* Text segment
§
Skip to content

HakaiInstitute/hakai-ml-train

Repository files navigation

Hakai ML Train

Deep learning models and training configuration for semantic segmentation in marine ecology applications, specifically kelp and mussel detection from aerial/drone imagery. This is the training component of the Kelp-o-Matic ecosystem.

Project Overview

This repository provides PyTorch Lightning-based training infrastructure for computer vision models used in marine ecology research. The models perform semantic segmentation on aerial imagery to detect kelp forests and mussel beds.
§
[Coordinate annotation entries]

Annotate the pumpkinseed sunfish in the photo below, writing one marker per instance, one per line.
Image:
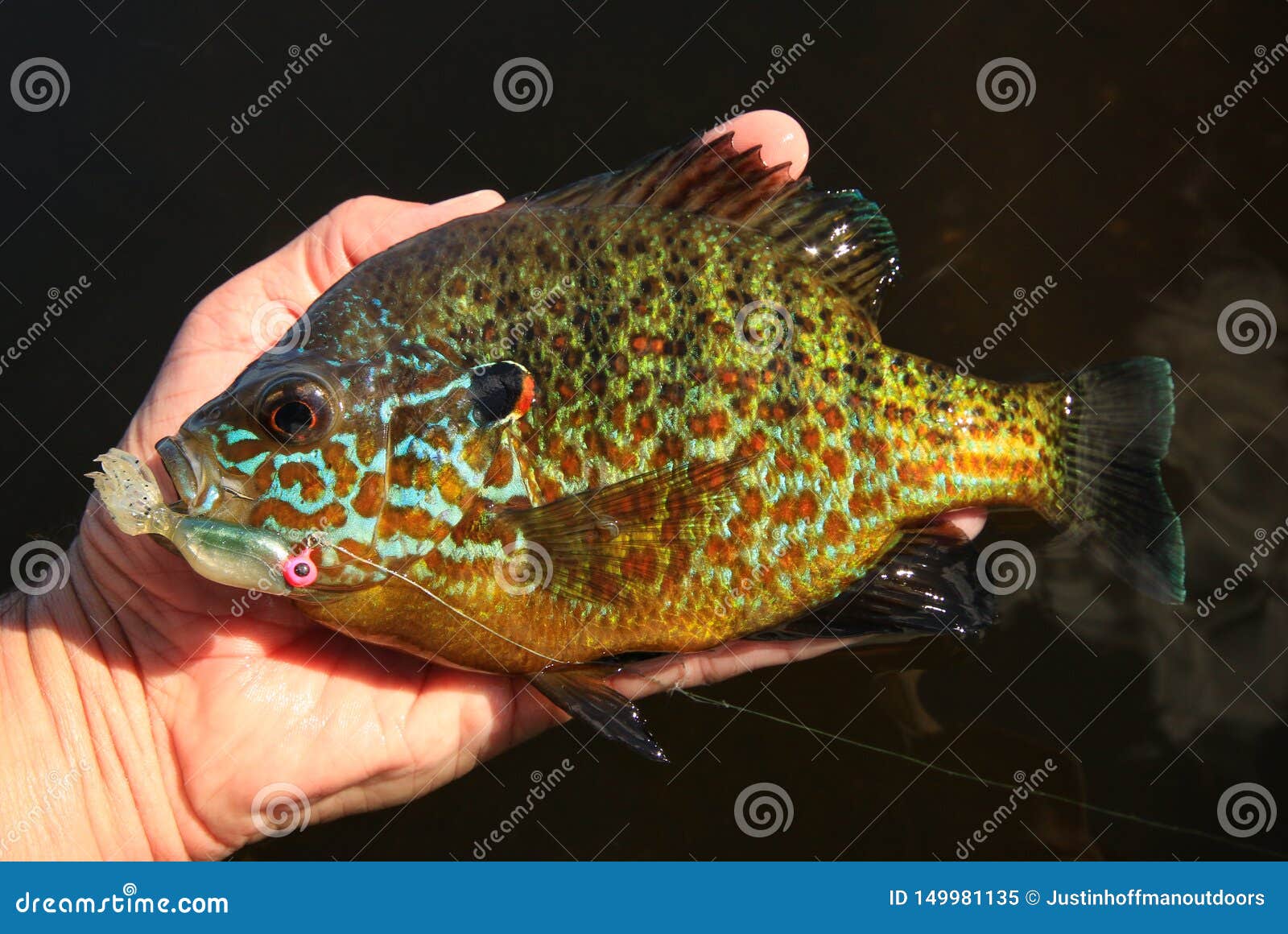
(650, 412)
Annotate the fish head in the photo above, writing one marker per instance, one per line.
(367, 463)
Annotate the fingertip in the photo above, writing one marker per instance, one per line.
(397, 221)
(781, 137)
(969, 522)
(442, 212)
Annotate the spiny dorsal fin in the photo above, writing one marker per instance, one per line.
(624, 540)
(841, 235)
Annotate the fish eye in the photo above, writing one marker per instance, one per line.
(295, 410)
(502, 392)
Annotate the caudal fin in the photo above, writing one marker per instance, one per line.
(1118, 428)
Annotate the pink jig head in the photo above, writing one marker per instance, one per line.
(299, 570)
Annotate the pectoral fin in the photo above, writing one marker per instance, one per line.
(624, 540)
(585, 695)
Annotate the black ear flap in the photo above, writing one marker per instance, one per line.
(502, 392)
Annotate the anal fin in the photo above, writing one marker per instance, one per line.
(585, 695)
(927, 584)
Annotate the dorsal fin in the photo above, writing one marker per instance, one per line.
(841, 235)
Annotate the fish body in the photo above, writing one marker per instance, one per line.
(650, 412)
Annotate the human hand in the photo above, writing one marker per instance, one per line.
(218, 696)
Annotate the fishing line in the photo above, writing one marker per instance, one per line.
(440, 599)
(992, 783)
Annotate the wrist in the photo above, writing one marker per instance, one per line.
(83, 766)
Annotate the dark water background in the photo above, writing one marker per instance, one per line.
(1103, 182)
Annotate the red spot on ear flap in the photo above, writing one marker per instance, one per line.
(299, 570)
(530, 391)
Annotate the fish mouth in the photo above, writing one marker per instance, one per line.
(184, 468)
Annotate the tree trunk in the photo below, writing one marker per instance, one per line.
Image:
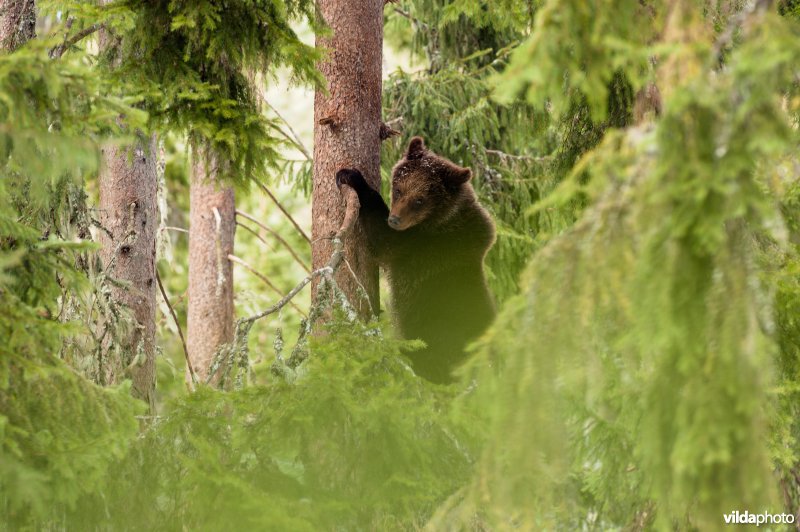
(17, 23)
(128, 183)
(347, 134)
(212, 226)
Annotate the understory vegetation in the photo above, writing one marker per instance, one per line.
(640, 160)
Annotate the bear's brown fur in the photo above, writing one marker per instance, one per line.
(431, 243)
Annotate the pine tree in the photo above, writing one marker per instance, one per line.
(212, 227)
(347, 124)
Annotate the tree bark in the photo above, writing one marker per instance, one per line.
(128, 184)
(17, 23)
(212, 226)
(347, 124)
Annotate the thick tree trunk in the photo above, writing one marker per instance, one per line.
(128, 183)
(212, 227)
(347, 134)
(17, 23)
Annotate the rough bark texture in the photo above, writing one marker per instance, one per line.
(347, 125)
(17, 23)
(128, 208)
(210, 314)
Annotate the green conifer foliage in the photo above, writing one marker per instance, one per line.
(58, 431)
(638, 385)
(195, 65)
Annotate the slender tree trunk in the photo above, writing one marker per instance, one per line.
(347, 124)
(17, 23)
(212, 227)
(129, 215)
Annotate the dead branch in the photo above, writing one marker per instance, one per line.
(57, 51)
(508, 156)
(192, 374)
(255, 234)
(278, 237)
(283, 210)
(220, 271)
(294, 138)
(352, 207)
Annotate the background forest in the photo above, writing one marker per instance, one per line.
§
* Stated problem A
Summarize the Hakai ML Train repository description in two sentences.
* Stated problem B
Carry on writing the Hakai ML Train repository description from its last sentence.

* Expected output A
Hakai ML Train holds deep learning models and training configuration for semantic segmentation in marine ecology, specifically detecting kelp and mussels in aerial and drone imagery, and it is the training component of the Kelp-o-Matic ecosystem. It provides PyTorch Lightning-based training infrastructure for computer vision models that perform semantic segmentation on aerial imagery to detect kelp forests and mussel beds.

* Expected output B
Key Features:

  • Configurable training pipelines via YAML configs
  • Support for multiple architectures (UNet++, SegFormer, UperNet, etc.) via segmentation-models-pytorch
  • Integration with Weights & Biases for experiment tracking
  • Model export to ONNX and TorchScript for production deployment
  • Built-in data augmentation and preprocessing with Albumentations
  • Efficient preprocessing pipeline for GeoTIFF imagery

Environment Setup

Prerequisites

  • Python 3.12+
  • uv package manager

Installation

  1. Clone the repository:

    git clone <repository-url>
    cd hakai-ml-train
  2. Install dependencies with uv:

    # Installs dependencies and creates virtual environment
    uv sync
    
    # For development (includes Jupyter, pre-commit, etc.)
    uv sync --all-groups
  3. Activate the virtual environment:

    source .venv/bin/activate  # On macOS/Linux
    # or
    .venv\Scripts\activate  # On Windows
  4. Set up pre-commit hooks (optional but recommended):

    pre-commit install

Dataset Preparation

The training pipeline expects preprocessed image chips in NPZ format. Follow these steps to prepare your dataset from GeoTIFF imagery.

1. Organize Raw Data

Your raw data should follow this structure:

raw_data/
├── train/
│   ├── images/
│   │   ├── mosaic_01.tif
│   │   ├── mosaic_02.tif
│   │   └── ...
│   └── labels/
│       ├── mosaic_01.tif
│       ├── mosaic_02.tif
│       └── ...
├── val/
│   ├── images/
│   │   └── ...
│   └── labels/
│       └── ...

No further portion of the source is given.